- _Brano citato_
N. 06339/2010 REG.RIC.
REPUBBLICA ITALIANA
IN NOME DEL POPOLO ITALIANO
Il Consiglio di Stato
in sede giurisdizionale (Sezione Seconda)
ha pronunciato la presente
SENTENZA
sul ricorso numero di registro generale 6339 del 2010, proposto dai dottori -OMISSIS-, rappresentati e difesi dall’avvocato Bruno Nicola Sassani, con domicilio eletto presso il suo studio in Roma, via XX Settembre, 3,
contro
la Presidenza del Consiglio dei Ministri, il Consiglio di Presidenza della Giustizia Amministrativa e il Consiglio di Stato, in persona dei rispettivi Presidenti pro tempore , rappresentati e difesi dall’Avvocatura Generale dello Stato, con domicilio ex lege in Roma, via dei Portoghesi, 12,
per la riforma
della sentenza del Tribunale Amministrativo Regionale per il Lazio (Sezione Seconda quater ) n. -OMISSIS-, resa tra le parti, concernente riconoscimento del diritto all’indennità di trasferta, ai sensi dell’art. 3, comma 79, della legge n. 350 del 2003
Visti il ricorso in appello e i relativi allegati;
Visto l’atto di costituzione in giudizio della Presidenza del Consiglio dei Ministri, del Consiglio di Presidenza della Giustizia Amministrativa e del Consiglio di Stato;
Visti tutti gli atti della causa;
Relatore, nell’udienza pubblica del giorno 15 ottobre 2019 il Cons. Cecilia Altavista, e uditi per le parti l’avvocato Francesco Mangazzo su delega dell’avv. Bruno Nicola Sassani e l’Avvocato dello Stato Alessandro Maddalo.
Ritenuto e considerato in fatto e diritto quanto segue.
FATTO
1. I dottori -OMISSIS-, magistrati già in servizio presso le Sezioni consultive del Consiglio di Stato, residenti fuori dal distretto della Corte d’appello di Roma, con istanze presentate tra il 18 dicembre e il 2 marzo 2009, hanno chiesto all’Amministrazione di appartenenza il pagamento dell’indennità di trasferta prevista dall’art. 3 della legge 24 dicembre 2003, n. 350.
2. Le loro istanze sono state respinte con le note del Segretario generale della Giustizia amministrativa del -OMISSIS-, sulla base del dato letterale della norma dell’art. 3, comma 79, della legge n. 350/2003, che attribuisce tale indennità ai magistrati in servizio presso le Sezioni giurisdizionali del Consiglio di Stato.

- _Consegna 1_
Copia dalla sentenza il testo che comincia con "Ritenuto e considerato" e prosegue fino a "2003, n. 350.".
- _Consegna 2_
In quale giorno si è tenuta l'udienza pubblica indicata nella sentenza?

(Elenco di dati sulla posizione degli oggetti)
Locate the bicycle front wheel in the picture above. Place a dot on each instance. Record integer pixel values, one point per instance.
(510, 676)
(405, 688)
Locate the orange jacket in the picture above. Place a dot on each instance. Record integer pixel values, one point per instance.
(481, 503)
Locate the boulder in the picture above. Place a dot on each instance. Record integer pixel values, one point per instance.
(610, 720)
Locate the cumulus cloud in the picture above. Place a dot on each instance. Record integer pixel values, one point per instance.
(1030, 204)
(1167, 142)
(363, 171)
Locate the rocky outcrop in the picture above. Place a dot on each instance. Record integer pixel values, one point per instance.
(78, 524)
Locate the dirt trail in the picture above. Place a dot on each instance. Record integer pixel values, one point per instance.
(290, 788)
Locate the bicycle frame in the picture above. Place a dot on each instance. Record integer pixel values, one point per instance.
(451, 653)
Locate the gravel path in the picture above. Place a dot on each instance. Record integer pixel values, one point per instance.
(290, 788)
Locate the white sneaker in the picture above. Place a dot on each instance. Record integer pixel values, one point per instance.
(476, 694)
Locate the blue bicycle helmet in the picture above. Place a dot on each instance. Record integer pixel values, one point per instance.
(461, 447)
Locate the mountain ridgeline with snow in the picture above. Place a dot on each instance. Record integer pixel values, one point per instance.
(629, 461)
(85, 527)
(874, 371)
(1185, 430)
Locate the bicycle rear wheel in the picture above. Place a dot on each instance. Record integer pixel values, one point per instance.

- _Risposta 1_
Ritenuto e considerato in fatto e diritto quanto segue.
FATTO
1. I dottori -OMISSIS-, magistrati già in servizio presso le Sezioni consultive del Consiglio di Stato, residenti fuori dal distretto della Corte d’appello di Roma, con istanze presentate tra il 18 dicembre e il 2 marzo 2009, hanno chiesto all’Amministrazione di appartenenza il pagamento dell’indennità di trasferta prevista dall’art. 3 della legge 24 dicembre 2003, n. 350.

- _Risposta 2_
Il 15 ottobre 2019.